## Given problem
Everything from the line containing "the kitten with" through the last line of the records below should be printed exactly, please, and nothing else.

## Given information
━━━━━━━━━━━━━━━━━━━━

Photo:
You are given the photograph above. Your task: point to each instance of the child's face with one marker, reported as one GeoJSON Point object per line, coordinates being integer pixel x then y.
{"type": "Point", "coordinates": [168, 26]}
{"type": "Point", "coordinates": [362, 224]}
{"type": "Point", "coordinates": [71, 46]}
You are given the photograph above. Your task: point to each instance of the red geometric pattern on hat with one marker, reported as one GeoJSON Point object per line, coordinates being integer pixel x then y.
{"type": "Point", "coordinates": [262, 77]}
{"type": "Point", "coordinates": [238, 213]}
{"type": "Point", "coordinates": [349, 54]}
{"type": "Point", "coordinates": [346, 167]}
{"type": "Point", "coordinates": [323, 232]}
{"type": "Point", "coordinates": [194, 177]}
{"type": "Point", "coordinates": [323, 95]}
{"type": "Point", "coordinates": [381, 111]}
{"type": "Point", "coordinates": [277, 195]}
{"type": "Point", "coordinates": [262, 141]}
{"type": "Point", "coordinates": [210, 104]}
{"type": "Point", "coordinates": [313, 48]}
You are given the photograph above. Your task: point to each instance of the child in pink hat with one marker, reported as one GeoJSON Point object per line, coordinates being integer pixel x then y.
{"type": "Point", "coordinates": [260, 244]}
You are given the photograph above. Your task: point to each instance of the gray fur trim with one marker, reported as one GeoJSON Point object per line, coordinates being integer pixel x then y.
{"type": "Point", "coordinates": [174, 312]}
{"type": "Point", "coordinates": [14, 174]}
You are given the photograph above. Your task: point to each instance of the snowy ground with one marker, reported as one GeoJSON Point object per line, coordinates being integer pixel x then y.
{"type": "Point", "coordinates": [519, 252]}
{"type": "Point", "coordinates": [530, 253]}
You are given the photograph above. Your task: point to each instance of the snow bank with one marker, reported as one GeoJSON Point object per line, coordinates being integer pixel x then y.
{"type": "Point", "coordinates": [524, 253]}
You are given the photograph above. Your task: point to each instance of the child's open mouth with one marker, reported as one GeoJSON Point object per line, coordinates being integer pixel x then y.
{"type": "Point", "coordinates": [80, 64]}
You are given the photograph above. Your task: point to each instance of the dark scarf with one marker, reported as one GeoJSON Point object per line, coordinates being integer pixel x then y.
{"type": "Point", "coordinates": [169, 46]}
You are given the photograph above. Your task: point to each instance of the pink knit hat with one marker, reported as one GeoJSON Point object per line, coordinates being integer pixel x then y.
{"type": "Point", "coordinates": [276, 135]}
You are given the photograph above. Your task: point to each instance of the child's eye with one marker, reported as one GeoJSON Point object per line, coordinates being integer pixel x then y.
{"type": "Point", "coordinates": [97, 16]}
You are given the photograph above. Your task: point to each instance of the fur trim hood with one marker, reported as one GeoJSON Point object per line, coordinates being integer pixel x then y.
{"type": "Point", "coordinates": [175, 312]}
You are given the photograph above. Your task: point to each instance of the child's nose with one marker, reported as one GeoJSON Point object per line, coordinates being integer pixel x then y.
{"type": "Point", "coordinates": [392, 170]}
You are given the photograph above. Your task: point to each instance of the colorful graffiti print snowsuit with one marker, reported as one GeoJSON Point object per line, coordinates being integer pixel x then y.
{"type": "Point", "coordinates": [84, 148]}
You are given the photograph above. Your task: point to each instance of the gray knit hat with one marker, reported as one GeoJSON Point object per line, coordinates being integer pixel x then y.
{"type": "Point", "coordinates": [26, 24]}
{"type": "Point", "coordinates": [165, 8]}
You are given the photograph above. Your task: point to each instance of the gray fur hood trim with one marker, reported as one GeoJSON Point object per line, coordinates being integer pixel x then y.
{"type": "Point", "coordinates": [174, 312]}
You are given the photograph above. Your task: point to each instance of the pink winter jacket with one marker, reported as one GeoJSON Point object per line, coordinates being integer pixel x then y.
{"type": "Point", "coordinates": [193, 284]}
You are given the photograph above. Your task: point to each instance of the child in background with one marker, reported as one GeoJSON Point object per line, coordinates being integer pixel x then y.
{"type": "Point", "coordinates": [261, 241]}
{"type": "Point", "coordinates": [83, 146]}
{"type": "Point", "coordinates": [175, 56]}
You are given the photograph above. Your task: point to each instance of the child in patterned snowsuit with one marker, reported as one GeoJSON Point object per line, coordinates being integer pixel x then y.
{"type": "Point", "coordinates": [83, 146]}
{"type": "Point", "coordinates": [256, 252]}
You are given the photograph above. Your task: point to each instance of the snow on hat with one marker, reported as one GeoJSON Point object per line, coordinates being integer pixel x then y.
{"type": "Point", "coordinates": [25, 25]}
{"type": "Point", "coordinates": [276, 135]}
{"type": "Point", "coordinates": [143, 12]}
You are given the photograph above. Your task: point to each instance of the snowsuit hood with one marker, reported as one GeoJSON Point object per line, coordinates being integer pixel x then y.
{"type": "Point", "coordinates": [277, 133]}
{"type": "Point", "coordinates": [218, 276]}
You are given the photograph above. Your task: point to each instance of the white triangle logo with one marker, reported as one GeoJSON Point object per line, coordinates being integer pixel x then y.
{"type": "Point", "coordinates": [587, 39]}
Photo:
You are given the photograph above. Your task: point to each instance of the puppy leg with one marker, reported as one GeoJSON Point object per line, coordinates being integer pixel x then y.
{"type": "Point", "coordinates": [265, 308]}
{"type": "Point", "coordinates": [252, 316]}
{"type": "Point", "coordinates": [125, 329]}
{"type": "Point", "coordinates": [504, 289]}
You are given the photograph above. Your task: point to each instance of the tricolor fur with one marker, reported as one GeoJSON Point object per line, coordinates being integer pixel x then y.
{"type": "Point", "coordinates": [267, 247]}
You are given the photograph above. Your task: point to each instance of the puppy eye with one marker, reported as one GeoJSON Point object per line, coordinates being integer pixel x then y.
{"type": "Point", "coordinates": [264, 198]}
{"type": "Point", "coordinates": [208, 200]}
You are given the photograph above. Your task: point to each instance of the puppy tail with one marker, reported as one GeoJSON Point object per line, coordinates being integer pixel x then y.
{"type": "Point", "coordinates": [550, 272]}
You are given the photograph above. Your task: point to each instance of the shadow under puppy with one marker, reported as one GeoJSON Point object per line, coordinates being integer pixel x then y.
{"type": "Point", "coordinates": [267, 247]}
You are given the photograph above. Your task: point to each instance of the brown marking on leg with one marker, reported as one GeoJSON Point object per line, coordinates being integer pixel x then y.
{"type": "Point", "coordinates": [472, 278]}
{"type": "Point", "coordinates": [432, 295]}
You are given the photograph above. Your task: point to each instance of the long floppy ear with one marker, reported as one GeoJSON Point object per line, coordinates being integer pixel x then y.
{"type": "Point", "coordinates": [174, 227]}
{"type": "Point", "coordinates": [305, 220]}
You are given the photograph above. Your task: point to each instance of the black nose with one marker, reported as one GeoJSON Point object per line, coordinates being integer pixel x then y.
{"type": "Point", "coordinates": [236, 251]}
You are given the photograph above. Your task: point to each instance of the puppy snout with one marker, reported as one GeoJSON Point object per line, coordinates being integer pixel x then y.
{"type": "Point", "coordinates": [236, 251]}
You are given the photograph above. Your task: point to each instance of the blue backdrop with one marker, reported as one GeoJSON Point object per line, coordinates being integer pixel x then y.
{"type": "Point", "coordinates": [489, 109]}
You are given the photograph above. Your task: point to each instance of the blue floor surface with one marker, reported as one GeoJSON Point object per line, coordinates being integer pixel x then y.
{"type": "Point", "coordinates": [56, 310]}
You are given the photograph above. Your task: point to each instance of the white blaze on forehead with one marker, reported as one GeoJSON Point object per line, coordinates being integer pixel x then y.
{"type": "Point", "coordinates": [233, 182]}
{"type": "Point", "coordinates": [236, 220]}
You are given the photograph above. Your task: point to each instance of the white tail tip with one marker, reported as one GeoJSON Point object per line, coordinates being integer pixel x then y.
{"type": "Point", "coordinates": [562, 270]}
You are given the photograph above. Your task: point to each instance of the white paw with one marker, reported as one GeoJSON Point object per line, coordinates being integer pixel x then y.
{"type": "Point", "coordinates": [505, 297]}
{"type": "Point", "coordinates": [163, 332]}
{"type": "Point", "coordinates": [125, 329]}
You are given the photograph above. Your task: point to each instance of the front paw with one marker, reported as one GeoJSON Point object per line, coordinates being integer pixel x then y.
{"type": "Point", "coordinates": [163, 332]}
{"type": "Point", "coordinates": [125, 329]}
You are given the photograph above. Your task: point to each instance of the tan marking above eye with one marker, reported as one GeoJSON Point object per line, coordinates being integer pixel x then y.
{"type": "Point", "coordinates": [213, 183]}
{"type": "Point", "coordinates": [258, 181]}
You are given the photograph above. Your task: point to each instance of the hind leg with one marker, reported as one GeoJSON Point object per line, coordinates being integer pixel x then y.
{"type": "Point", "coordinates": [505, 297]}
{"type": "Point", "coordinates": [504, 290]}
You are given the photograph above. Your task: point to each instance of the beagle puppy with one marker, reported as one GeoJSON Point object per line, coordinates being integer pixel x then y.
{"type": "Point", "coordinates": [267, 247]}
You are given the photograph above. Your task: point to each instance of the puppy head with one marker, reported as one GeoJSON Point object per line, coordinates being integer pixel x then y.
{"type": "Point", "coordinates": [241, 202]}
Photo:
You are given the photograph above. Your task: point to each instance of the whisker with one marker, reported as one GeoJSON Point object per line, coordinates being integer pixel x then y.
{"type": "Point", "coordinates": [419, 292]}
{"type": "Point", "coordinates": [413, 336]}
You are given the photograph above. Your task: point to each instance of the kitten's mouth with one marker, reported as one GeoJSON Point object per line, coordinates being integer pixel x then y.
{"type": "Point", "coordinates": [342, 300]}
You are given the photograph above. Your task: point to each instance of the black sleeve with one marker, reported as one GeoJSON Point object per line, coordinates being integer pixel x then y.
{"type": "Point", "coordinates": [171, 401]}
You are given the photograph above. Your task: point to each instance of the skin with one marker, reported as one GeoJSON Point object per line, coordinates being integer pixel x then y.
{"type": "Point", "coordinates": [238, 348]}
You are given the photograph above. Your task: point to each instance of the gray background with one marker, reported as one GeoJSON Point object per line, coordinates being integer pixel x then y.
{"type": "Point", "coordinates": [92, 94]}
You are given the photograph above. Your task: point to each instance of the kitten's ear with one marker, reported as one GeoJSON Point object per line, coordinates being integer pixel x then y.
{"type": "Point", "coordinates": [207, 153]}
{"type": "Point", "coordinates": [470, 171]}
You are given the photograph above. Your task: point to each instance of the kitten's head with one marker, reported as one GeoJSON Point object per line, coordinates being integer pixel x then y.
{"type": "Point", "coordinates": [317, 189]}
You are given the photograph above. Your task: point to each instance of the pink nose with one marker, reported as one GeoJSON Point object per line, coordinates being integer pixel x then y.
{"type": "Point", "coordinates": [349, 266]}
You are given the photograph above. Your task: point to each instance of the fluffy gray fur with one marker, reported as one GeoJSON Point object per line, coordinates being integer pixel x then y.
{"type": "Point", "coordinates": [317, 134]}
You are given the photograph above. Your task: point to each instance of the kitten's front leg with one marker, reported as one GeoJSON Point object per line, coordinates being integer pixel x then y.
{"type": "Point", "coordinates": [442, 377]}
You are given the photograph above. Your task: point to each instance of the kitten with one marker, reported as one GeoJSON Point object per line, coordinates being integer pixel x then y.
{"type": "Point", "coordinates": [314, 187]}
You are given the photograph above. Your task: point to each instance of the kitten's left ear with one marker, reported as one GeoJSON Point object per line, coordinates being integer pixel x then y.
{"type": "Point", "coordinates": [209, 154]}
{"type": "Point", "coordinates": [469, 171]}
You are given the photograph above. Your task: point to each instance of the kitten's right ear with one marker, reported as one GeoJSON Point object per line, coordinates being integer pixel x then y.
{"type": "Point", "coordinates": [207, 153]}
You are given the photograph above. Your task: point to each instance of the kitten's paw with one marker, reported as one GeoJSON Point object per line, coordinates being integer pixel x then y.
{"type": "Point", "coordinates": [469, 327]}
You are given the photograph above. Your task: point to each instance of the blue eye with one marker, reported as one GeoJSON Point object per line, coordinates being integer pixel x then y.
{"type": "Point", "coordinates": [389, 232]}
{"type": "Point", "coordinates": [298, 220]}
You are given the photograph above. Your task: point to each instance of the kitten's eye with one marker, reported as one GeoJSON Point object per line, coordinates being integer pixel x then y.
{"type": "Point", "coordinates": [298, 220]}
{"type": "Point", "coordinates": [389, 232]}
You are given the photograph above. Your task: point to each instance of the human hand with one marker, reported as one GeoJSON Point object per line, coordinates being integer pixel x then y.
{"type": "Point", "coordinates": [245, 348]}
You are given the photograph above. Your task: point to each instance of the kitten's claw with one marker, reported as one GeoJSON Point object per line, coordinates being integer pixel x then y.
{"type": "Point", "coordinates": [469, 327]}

━━━━━━━━━━━━━━━━━━━━

## Full solution
You are given the photograph above. Your task: point to each instance of the kitten with one marker, reported as one GeoJSON Point object per line, coordinates being integer pixel x then y.
{"type": "Point", "coordinates": [314, 187]}
You are given the photograph above. Your task: point to each instance of the kitten's left ear with one marker, reported as one GeoJSON Point object per line, coordinates being integer pixel x then y.
{"type": "Point", "coordinates": [209, 154]}
{"type": "Point", "coordinates": [469, 171]}
You are given the photograph above. Your task: point to each instance of the kitten's right ear with one marker, reported as one GeoJSON Point object per line, coordinates being integer pixel x then y.
{"type": "Point", "coordinates": [207, 153]}
You are given the photograph above. Your task: point to each instance of the kitten's paw with one marker, reported as one GeoJSON Point object per line, coordinates being integer pixel x then y.
{"type": "Point", "coordinates": [469, 327]}
You are given the photograph above. Your task: point to each instance of the blue eye with one marker, reported as one GeoJSON Point object per line, coordinates being integer pixel x then y.
{"type": "Point", "coordinates": [389, 232]}
{"type": "Point", "coordinates": [298, 220]}
You are given the photograph above. Your task: point to each instance of the kitten's eye with one marker, reported as one GeoJSON Point object per line, coordinates being integer pixel x then y.
{"type": "Point", "coordinates": [298, 220]}
{"type": "Point", "coordinates": [389, 232]}
You are given the photograph above. Your task: point to each instance of the human hand with one marker, reported as one GeoJSON Point object per line, coordinates being integer pixel x then y.
{"type": "Point", "coordinates": [245, 348]}
You are given the photograph above. Your task: point to each instance of the kitten's claw with one marker, reported as one GeoJSON Point object per line, coordinates being integer pixel x then y.
{"type": "Point", "coordinates": [469, 327]}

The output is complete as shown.